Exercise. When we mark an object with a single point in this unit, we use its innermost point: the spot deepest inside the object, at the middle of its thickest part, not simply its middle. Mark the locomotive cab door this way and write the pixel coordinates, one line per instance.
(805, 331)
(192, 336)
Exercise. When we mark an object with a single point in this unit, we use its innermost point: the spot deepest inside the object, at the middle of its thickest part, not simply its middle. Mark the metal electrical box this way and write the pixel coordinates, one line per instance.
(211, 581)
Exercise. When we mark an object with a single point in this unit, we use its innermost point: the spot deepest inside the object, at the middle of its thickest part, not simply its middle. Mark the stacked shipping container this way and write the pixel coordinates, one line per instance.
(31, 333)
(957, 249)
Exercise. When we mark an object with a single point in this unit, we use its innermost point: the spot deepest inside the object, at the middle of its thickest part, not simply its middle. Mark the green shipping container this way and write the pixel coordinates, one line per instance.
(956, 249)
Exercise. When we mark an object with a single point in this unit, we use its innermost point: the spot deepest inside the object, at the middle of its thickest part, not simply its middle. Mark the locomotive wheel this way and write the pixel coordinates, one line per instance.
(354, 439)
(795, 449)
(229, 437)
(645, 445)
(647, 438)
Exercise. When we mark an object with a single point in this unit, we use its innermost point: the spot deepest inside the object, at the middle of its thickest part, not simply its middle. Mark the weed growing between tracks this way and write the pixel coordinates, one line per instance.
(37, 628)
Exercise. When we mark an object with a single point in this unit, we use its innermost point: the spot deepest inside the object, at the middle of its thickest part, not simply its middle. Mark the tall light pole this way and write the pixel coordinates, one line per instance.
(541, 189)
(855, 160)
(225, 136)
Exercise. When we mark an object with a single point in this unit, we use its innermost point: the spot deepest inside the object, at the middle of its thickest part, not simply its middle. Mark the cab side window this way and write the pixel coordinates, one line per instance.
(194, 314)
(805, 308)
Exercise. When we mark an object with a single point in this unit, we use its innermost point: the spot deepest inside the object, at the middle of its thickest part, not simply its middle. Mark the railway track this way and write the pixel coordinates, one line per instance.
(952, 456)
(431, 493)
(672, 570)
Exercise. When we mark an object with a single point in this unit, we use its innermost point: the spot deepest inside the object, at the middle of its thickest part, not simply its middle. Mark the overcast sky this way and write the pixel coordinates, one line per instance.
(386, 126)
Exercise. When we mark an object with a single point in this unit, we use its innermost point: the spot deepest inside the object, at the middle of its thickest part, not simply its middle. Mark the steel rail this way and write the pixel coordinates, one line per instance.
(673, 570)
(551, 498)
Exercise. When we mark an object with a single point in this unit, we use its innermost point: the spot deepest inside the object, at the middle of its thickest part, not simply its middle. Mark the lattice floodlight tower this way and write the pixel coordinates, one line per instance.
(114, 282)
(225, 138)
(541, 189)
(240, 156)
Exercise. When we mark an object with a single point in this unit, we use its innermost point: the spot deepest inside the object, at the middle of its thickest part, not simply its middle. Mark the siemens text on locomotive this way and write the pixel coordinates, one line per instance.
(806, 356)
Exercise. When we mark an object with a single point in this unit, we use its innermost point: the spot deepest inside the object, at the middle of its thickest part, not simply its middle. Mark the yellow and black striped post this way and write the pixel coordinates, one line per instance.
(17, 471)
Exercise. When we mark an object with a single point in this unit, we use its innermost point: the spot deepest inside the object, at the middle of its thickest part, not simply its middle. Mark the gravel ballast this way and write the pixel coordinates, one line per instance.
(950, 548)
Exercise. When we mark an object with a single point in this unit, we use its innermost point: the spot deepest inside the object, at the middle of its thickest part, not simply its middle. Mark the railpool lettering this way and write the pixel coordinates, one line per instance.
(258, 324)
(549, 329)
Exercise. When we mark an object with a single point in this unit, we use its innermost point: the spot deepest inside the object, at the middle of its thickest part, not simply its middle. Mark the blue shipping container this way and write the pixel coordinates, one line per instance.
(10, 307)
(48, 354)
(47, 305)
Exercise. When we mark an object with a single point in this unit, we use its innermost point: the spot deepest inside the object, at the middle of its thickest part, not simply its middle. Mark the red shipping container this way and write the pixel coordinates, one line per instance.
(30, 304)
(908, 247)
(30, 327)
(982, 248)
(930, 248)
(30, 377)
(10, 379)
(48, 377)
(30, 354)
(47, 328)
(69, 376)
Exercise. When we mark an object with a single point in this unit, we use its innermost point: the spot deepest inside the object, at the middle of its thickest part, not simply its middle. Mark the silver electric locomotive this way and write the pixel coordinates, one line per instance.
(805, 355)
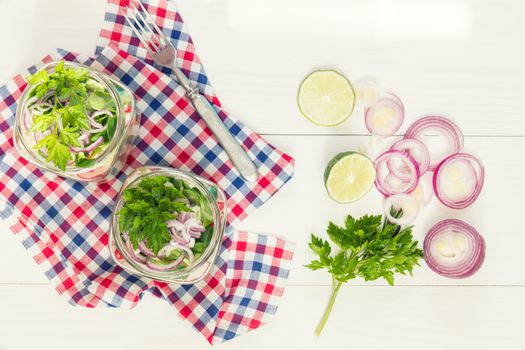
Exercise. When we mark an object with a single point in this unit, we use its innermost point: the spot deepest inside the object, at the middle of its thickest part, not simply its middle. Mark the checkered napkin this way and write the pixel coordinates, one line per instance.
(64, 224)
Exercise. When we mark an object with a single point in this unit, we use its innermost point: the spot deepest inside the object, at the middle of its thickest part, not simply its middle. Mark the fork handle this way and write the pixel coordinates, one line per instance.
(237, 154)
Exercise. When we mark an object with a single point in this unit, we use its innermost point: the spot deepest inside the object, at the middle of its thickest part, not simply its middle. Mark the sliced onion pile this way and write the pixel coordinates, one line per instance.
(424, 190)
(458, 180)
(385, 117)
(454, 249)
(388, 167)
(450, 137)
(408, 205)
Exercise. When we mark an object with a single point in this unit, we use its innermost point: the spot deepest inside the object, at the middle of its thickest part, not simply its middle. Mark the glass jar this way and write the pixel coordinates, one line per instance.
(111, 160)
(198, 269)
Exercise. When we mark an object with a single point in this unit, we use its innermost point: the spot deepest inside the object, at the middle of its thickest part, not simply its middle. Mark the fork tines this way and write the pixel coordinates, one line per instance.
(145, 28)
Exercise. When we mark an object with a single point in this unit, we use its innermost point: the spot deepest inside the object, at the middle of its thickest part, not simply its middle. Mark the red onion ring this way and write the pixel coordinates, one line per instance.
(145, 250)
(417, 150)
(424, 190)
(389, 184)
(471, 180)
(408, 204)
(450, 131)
(385, 117)
(454, 249)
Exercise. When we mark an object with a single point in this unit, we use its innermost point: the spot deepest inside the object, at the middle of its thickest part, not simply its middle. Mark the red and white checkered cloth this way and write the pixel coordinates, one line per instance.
(64, 224)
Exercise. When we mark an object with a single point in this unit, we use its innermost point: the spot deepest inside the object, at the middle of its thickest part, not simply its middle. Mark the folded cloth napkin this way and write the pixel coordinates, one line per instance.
(64, 224)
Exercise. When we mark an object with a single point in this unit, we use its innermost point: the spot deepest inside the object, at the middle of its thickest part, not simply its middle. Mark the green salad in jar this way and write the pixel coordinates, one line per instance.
(165, 223)
(71, 116)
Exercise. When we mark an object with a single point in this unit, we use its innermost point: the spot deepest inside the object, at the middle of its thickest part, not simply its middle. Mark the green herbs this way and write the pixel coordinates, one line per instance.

________________________________________

Take the data above and set it down exactly, images excluded.

## SOLUTION FOR THIS PROBLEM
Exercise. When we mark an object with a single point in this unit, we use its innermost point: the spot deepest inside the object, at the middle of its thickest part, not simply its middle. Mark the locomotive cab door this way and write the pixel coordinates, one line per instance.
(805, 331)
(192, 336)
Exercise. When we mark an object with a single point in this unit, we use its innermost point: the spot deepest inside the object, at the middle of its thickest part, not simply its middle. Mark the metal electrical box this way and write the pixel coordinates, one line per instance.
(211, 581)
Exercise. When we mark an object with a single point in this unit, we use its innermost point: the spot deepest inside the object, at the middle of its thickest part, not simply its middle. Mark the stacked shipping container this way and write the pixel coordinates, one line per instance.
(31, 333)
(957, 249)
Exercise. When we mark an object with a single point in this unit, we use its innermost point: the spot deepest inside the object, at the middle of its thickest part, not simply its middle. Mark the green shipping container this way and write the pixel coordinates, one line per instance.
(956, 249)
Exercise. When we mark an object with a single point in this unit, we use its innermost point: the spot deepest inside the object, at the middle of its thickest part, not simply its middle. Mark the locomotive wheel this way and write the pixel coordinates, one line per instance.
(354, 439)
(795, 449)
(229, 437)
(645, 445)
(647, 438)
Exercise. When we mark an object with a single point in this unit, we use its innermost point: the spot deepest inside the object, at the middle of its thickest part, not simply its middle. Mark the weed growing between tracks this way and write the pixel coordinates, one line per instance.
(37, 628)
Exercise. When we mark an object with a single point in this unit, we use its innermost point: the spot deepest inside the object, at the middle of its thickest part, not simply its middle. Mark the tall light pole this way and write the pixel coordinates, one line per instance.
(541, 189)
(855, 160)
(225, 136)
Exercise. When we mark an object with a single point in this unit, we use its innermost point: the spot deepest inside the object, at the middle of its thickest part, not simply its middle. Mark the cab side window this way and write the pixel coordinates, one line per instance.
(194, 314)
(805, 308)
Exercise. When we mark an object with a single point in this unit, we use its innermost point: the spot deepest inside the object, at the middle of its thickest part, not simply its middle. Mark the railway track this way and write the pixel coordinates, one line per instance.
(952, 456)
(431, 493)
(672, 570)
Exercise. When we mark an object with a single point in this unit, we use its innermost point: the spot deepest inside the object, at the middle of its thickest part, not simply its middle. Mark the overcast sky this way and write the pixel coordinates, one line per instance.
(386, 126)
Exercise. When we mark an object with a single point in this unit, we use its innermost point: the spot deepest inside the object, at the middle of its thickest part, not simply its middle. Mark the steel rail this way and write the pixel coordinates, one line per instance.
(673, 570)
(551, 498)
Exercise. When we mark an object with a single point in this unit, we use its innermost point: the spot deepest inside the object, at the middle of its thickest part, not simply its middle. Mark the lattice floodlight tower this way and write the pixel coordinates, one line per instance.
(114, 282)
(225, 138)
(541, 189)
(240, 156)
Exercise. When we mark an object with a single point in this unit, we use its innermost point: the spot deepest inside the object, at the middle of its thickest part, not simply its middle. Mark the siemens text on locomotive this way and write the pixel coordinates, one line per instance.
(806, 356)
Exercise. When we mark an object with a single point in this unit, we use its innermost point: the spot deepest inside the object, at the middle of its thickest part, not simply its middle. Mark the yellow and black striped post this way and write the pixel coordinates, one line per instance.
(17, 471)
Exercise. When we mark an object with a single point in this unit, we use its innermost point: the spot deepest inside the object, at the middle of its thickest part, not simply its middle. Mark the gravel ballast this way and write the pixel coordinates, one line per instance.
(950, 548)
Exercise. When we mark an object with a single point in this unit, we use its innermost point: the spot deepest inside the object, at the middle of its thickest part, not simply its middle. Mark the railpool lettering this way and write the pixel coordinates, one line per instance.
(258, 324)
(549, 329)
Exercise. When we mark an object with a single point in this unit, we use its innermost point: the spot deepest inside the object, at the middle of its thickest part, not simply its middle. Mark the blue shipping container this way and write the pixel coordinates, one line per instance.
(10, 307)
(48, 354)
(47, 305)
Exercise. When we mark an object with a single point in this unit, we use its innermost point: the spot deepest inside the object, at the middle of its thickest part, not simply its middle. Mark the red shipping container this way and write the pixel coordinates, one line per instance.
(30, 304)
(908, 247)
(30, 327)
(982, 248)
(930, 248)
(30, 377)
(10, 379)
(48, 377)
(30, 354)
(47, 328)
(69, 376)
Exercise. When we mark an object with a single point in this unit, we use its innermost point: the spot deepest inside the object, at the middle of its thickest part, not simply its middle. Mark the silver electric locomotive this way and write the pixel coordinates, one line per instance.
(805, 355)
Exercise. When we mark an object with a single point in this unit, we use its innermost point: the spot deepest inside the object, at the middle of its thickest part, not simply its middle. Mark the checkered napkin this way and write the pixel coordinates, one line per instance.
(64, 224)
Exercise. When we mark an object with a single point in this unit, we use its innermost point: the spot deepest inside the object, at the middle of its thickest part, not simply its middle. Mark the fork handle this way and write the pixel coordinates, one line per instance.
(237, 154)
Exercise. When we mark an object with a single point in this unit, we use its innermost point: the spot deepest inside the object, at the middle of its thickest part, not simply its middle. Mark the sliced onion pile this way and write the pixel coordinates, one line per instance.
(424, 190)
(458, 180)
(385, 117)
(454, 249)
(388, 167)
(450, 137)
(408, 205)
Exercise. When we mark an object with a single point in this unit, we use its innermost point: the spot deepest inside the object, at the middle of its thickest part, not simply its middle. Mark the glass jar this way and write the pixel coordinates, one line per instance.
(111, 160)
(198, 269)
Exercise. When we mark an object with a single point in this unit, we use its innermost point: the spot deepest inside the object, at the middle of its thickest part, not simply its middle. Mark the fork tines this way and write the pixel coordinates, one line per instance.
(145, 28)
Exercise. When we mark an object with a single point in this unit, we use its innermost point: the spot deepest inside the object, at the middle of its thickest part, not simply its middle. Mark the red onion ring this way and write the pixel coordinates, one line per instance.
(145, 250)
(417, 150)
(424, 190)
(389, 184)
(471, 180)
(408, 204)
(450, 131)
(385, 117)
(454, 249)
Exercise. When we mark an object with a single point in this unit, we use its innermost point: the spot deepest inside the object, at the middle of its thickest part, not simply its middle. Mark the red and white checkered cloth this way and write the pixel coordinates, one line per instance.
(64, 224)
Exercise. When we mark an object with a single point in this unit, we use its innermost point: the spot deepest inside the object, at the middle of its thickest part, not simply its middle. Mark the folded cloth napkin this way and write the pixel coordinates, one line per instance.
(64, 224)
Exercise. When we mark an object with a single point in this unit, we use its innermost point: the spot deepest inside the object, at the middle of its thickest part, not simply its middle. Mark the green salad in jar this way and write the pixel coordinates, one line per instance.
(165, 223)
(71, 116)
Exercise. When we mark an object with a single point in this unit, we use its innermost point: the spot deepest inside the object, at the middle of its thickest part, not simply its middle. Mark the green herbs this way and write the pixel coordinates, one line per instance.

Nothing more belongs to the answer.